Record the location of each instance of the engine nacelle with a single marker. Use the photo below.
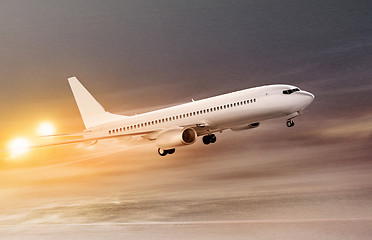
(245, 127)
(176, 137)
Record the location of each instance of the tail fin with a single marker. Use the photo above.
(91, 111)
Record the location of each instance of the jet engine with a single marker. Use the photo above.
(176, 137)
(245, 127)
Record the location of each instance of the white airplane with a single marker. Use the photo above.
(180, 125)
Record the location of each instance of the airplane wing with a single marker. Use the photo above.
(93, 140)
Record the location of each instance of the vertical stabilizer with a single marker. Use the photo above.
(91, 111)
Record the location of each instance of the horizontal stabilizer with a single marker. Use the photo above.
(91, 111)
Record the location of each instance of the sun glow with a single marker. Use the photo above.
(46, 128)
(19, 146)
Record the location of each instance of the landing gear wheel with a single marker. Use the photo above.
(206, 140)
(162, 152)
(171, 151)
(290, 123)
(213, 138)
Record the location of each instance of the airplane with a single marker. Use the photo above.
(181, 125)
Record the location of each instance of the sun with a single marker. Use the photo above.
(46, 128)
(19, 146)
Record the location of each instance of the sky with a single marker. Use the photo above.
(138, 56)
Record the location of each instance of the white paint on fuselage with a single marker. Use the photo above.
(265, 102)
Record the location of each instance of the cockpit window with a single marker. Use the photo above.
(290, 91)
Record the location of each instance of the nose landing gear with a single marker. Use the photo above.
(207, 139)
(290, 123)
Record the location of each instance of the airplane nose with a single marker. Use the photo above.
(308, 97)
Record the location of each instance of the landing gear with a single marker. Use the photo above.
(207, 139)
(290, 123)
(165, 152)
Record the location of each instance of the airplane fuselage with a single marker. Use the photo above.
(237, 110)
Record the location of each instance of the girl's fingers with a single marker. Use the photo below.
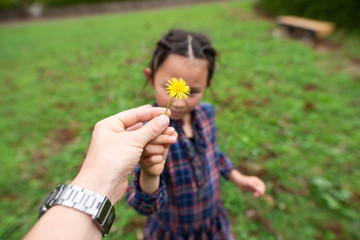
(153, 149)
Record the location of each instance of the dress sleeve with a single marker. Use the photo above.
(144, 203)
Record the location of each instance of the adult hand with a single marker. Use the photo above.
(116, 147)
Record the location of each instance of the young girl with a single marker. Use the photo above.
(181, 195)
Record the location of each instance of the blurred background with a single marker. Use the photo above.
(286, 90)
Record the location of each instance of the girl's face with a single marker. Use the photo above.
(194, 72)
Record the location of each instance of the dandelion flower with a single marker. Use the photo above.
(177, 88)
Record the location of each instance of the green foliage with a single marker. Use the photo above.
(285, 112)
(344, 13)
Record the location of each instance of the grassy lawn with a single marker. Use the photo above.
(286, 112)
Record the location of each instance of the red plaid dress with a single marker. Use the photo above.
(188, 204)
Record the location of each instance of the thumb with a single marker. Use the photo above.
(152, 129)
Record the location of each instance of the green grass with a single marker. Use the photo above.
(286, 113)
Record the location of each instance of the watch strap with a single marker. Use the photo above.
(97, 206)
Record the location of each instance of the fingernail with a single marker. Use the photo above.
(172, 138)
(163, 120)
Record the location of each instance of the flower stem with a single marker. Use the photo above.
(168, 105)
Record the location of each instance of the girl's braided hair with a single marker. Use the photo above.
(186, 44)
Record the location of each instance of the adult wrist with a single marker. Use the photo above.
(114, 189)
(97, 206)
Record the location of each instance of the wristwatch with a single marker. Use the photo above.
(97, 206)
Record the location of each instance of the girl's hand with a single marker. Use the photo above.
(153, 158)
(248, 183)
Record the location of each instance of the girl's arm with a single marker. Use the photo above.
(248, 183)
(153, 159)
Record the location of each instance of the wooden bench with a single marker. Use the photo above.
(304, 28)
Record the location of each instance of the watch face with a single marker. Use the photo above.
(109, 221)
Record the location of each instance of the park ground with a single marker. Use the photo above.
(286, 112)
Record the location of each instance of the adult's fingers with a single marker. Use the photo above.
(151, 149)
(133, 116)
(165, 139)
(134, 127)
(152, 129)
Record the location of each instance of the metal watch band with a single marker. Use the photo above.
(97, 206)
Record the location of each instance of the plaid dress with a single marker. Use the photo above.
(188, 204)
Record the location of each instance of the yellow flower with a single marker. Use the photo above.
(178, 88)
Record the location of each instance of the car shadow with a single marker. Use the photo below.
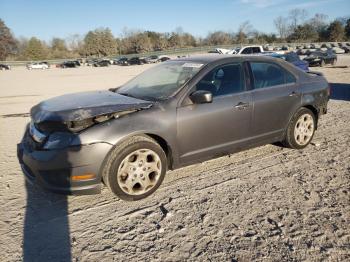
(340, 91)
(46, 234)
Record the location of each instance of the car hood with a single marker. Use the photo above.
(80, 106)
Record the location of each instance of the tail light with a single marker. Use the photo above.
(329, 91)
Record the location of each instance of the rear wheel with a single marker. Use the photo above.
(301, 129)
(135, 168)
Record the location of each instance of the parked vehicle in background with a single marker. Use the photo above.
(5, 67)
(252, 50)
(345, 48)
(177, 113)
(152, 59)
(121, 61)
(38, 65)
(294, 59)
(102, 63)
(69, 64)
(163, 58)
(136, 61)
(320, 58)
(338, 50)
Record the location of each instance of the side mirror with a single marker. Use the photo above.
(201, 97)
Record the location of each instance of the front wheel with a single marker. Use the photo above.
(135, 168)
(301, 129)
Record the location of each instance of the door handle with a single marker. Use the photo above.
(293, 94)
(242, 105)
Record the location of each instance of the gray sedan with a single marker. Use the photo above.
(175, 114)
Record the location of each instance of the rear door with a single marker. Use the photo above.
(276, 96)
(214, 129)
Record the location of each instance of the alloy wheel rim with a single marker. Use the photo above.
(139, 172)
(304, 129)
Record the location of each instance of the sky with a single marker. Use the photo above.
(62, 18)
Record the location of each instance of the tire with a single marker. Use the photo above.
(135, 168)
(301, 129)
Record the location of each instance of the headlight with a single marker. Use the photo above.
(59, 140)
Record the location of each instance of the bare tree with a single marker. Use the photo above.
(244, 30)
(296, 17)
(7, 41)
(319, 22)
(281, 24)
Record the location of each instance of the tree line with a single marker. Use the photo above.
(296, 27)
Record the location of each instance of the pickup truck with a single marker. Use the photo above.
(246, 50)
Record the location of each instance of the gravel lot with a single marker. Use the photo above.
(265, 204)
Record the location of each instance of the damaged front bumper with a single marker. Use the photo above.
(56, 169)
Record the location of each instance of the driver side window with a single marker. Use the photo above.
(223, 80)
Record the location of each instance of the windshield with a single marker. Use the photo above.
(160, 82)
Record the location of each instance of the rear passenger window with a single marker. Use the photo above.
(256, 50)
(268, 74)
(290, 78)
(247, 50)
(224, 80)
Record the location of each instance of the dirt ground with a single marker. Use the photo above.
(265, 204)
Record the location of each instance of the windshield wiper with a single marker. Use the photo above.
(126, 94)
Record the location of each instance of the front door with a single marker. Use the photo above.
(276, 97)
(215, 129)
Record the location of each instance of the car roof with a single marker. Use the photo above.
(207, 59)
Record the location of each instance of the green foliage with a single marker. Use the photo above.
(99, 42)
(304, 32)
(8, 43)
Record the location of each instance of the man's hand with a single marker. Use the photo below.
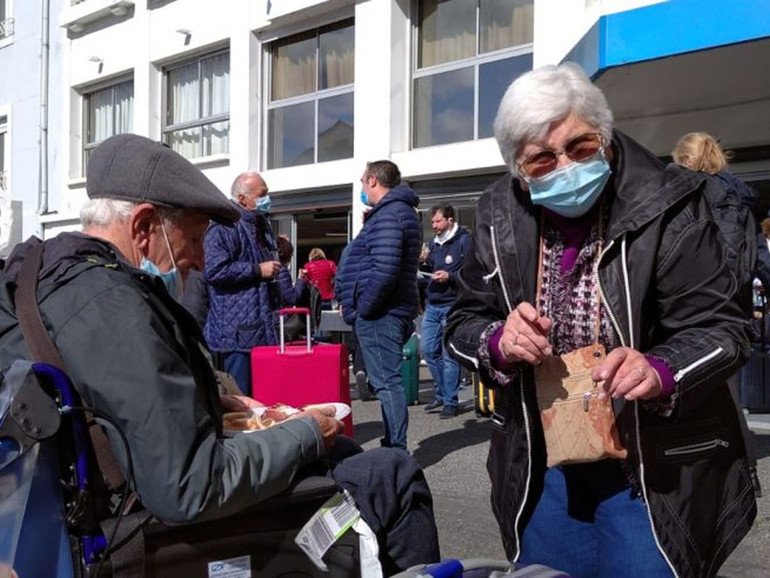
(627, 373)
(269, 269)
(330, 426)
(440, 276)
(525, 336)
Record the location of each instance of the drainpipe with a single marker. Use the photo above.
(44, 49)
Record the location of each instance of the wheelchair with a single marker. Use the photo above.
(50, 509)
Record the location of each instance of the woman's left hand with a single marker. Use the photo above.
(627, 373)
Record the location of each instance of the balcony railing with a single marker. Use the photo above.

[Work order] Without carrying over any picture, write out the entries above once more, exactly.

[Reply]
Record the location of each instance of the engine nacelle with a single marker. Use the photo below.
(245, 127)
(176, 137)
Record the location of each instance of the tail fin with a single marker. Use the photo above.
(91, 111)
Record the location of each instance of the jet engine with a single marker. Use the photo above.
(176, 137)
(245, 127)
Record the location of each instance of the white airplane with a single marker. Use the photo above.
(180, 125)
Record the location of each instance of the airplane wing with a single marker. Use the photo above.
(93, 140)
Record the location of each instance of the vertical stabilizer with a single marker. Use the photo above.
(91, 111)
Record the location of each instance of the horizontal stabilizer with a single marker. Use the photo above.
(91, 111)
Record the location of each instance of the sun glow with a single marker. Use the photo above.
(46, 128)
(19, 146)
Record the location of each instance of the landing gear wheel with a single marker. Use the photo above.
(206, 140)
(162, 152)
(171, 151)
(290, 123)
(213, 138)
Record the location of each instance of the airplane with a single marker. Use the photo above.
(181, 125)
Record the location of each instance of the sun with a single marker. Use the photo above.
(46, 128)
(19, 146)
Record the location of each instance of the sky with a single marker. Use the photo above.
(138, 56)
Record the location of each instance of the white paint on fuselage with a single marker. Use the photo above.
(265, 102)
Record the location of each instance of the cockpit window with a single marker. Use the photo above.
(290, 91)
Record the location of each instance of the nose landing gear with a single marker. Use the photo above.
(207, 139)
(290, 123)
Record the location of each instance of the airplane nose with a single marker. Use the photo above.
(308, 97)
Record the location of each instance of the landing gear with a single marker. Use the photo above.
(207, 139)
(290, 123)
(165, 152)
Record the location of each instance of the airplane fuselage with a single marker. Use the photo above.
(237, 110)
Record the location of each instance of the girl's fingers with a single marker. Use the photo below.
(153, 149)
Record the location of each instance of the dress sleeve with a single marker. Use the photo above.
(144, 203)
Record the location of each instance of the adult hand with a single marker. Use the photo above.
(116, 147)
Record the location of each instance of the young girl with a single marker. Use the photo above.
(181, 195)
Record the location of each instance of the blurred background with a single marker. Use the photo above.
(286, 90)
Record the location of each instance of the girl's face with a single marker. Use the photo above.
(194, 72)
Record the location of each instance of the dandelion flower with a single marker. Use the photo above.
(177, 88)
Record the location of each instance of the green foliage with a single marker. Use the photo above.
(285, 112)
(344, 13)
Record the location of each instance of the grassy lawn with a single marker. Use the photo above.
(286, 112)
Record the location of each instance of the red plaid dress with a single marker. Use the photo above.
(188, 204)
Record the location of each instance of the thumb with a single marker. Use the photo above.
(152, 129)
Record the location of each instance of the green grass with a single marker. Use the photo above.
(286, 113)
Record the location of each instance of the watch strap with a single marker. Use the photo above.
(97, 206)
Record the location of each instance of the fingernail with a single marker. Use the photo above.
(172, 138)
(163, 120)
Record the location of each instance of the flower stem with a single marker. Use the photo above.
(168, 105)
Record the location of each instance of the girl's braided hair with a single marker. Use the photo above.
(186, 44)
Record the location of each instance of the adult wrist with a single marker. Use the photo above.
(114, 189)
(97, 206)
Record the location of each instance of the wristwatch with a single marker. Use the photo above.
(97, 206)
Record the location of each instance of the girl's hand with a single marker. Use the photo above.
(153, 158)
(248, 183)
Record the location of each instance of the girl's arm with a single marker. Use the photo above.
(248, 183)
(153, 159)
Record the location of each instance of the wooden bench with a single marker. Use the photo above.
(304, 28)
Record the location of each instance of the watch face with a single marker. Use the photo above.
(109, 221)
Record the location of each instance of the park ground with a single marker. Use the photo above.
(286, 112)
Record the location of each instance of the adult's fingers with a single marker. Use the photo above.
(151, 149)
(133, 116)
(165, 139)
(134, 127)
(152, 129)
Record the location of each instance of the metal watch band with a single marker. Use the photo above.
(97, 206)
Record the location of each instance of the plaid dress with a single marker. Use the photo above.
(188, 204)
Record the location of each instance of the yellow flower with a single marker. Use the photo above.
(178, 88)
Record the location of each instance of the car shadow with a single marker. Use the photo below.
(340, 91)
(46, 234)
Record the location of each instance of the car hood with a single marker. Use the photo above.
(80, 106)
Record the location of each instance of the tail light with a single marker. Use the photo above.
(329, 91)
Record the location of each instance of the rear wheel with a single marker. Use the photo above.
(301, 129)
(135, 168)
Record the location of each instance of the parked vehicle in background with a single marker. Use the photo above.
(5, 67)
(252, 50)
(345, 48)
(177, 113)
(152, 59)
(121, 61)
(38, 65)
(294, 59)
(102, 63)
(69, 64)
(163, 58)
(136, 61)
(320, 58)
(338, 50)
Record the location of each instance of the side mirror with a single marker. Use the photo above.
(201, 97)
Record the location of each instance of the front wheel with a single marker. Use the photo above.
(135, 168)
(301, 129)
Record the location of each instance of the door handle with a single marker. Use the photo above.
(293, 94)
(242, 105)
Record the location of each instance of the gray sedan with a single marker. Use the photo above.
(175, 114)
Record the location of each instance of the rear door with a single marker. Use the photo above.
(276, 96)
(214, 129)
Record the location of each instance of the alloy wheel rim with a single marker. Use the photo above.
(139, 172)
(304, 129)
Record the location of each instance of the sky with a single marker. Use the photo above.
(62, 18)
Record the location of each instance of the tire with a single marker. Use the photo above.
(135, 168)
(301, 129)
Record the location of each instance of the headlight with a single marker. Use the photo above.
(59, 140)
Record the location of each instance of the bare tree with a single marker. Use the photo above.
(244, 30)
(296, 17)
(7, 41)
(319, 22)
(281, 24)
Record the location of each instance of the tree line with a single marker. Use the photo above.
(296, 27)
Record the location of each instance of the pickup truck with a single marker. Use the photo above.
(246, 50)
Record the location of each instance of the gravel lot with a single marker. Use the photo above.
(265, 204)
Record the location of each instance of the damaged front bumper with a single marker. Use the photo above.
(56, 169)
Record the location of each instance of the driver side window with a single marker. Use the photo above.
(223, 80)
Record the location of each instance of the windshield with a single marker. Use the photo above.
(160, 82)
Record the location of each instance of the rear passenger window with a single marker. Use the photo above.
(256, 50)
(268, 74)
(290, 78)
(247, 50)
(224, 80)
Record the location of each instance of the dirt ground with a single marker. Use the photo above.
(265, 204)
Record the location of each instance of the windshield wiper with a single marker. Use the photo above.
(126, 94)
Record the location of each instance of the front door with a single marker. Use the photo above.
(276, 97)
(215, 129)
Record the location of each instance of the car roof with a single marker. Use the photo above.
(207, 59)
Record the location of each instance of the green foliage with a single marker. Use the photo above.
(99, 42)
(304, 32)
(8, 43)
Record the location of each instance of the man's hand with a single marker. Use the photo below.
(627, 373)
(269, 269)
(330, 426)
(440, 276)
(525, 336)
Record the location of each instance of the drainpipe with a single marker. Use the photo above.
(44, 49)
Record the location of each instance of the wheelchair with a single marker. Use the photo above.
(50, 509)
Record the location of each instance of the woman's left hand with a single marker. Use the photo above.
(627, 373)
Record the location of each instance of the balcony railing with a single marker. Use the photo above.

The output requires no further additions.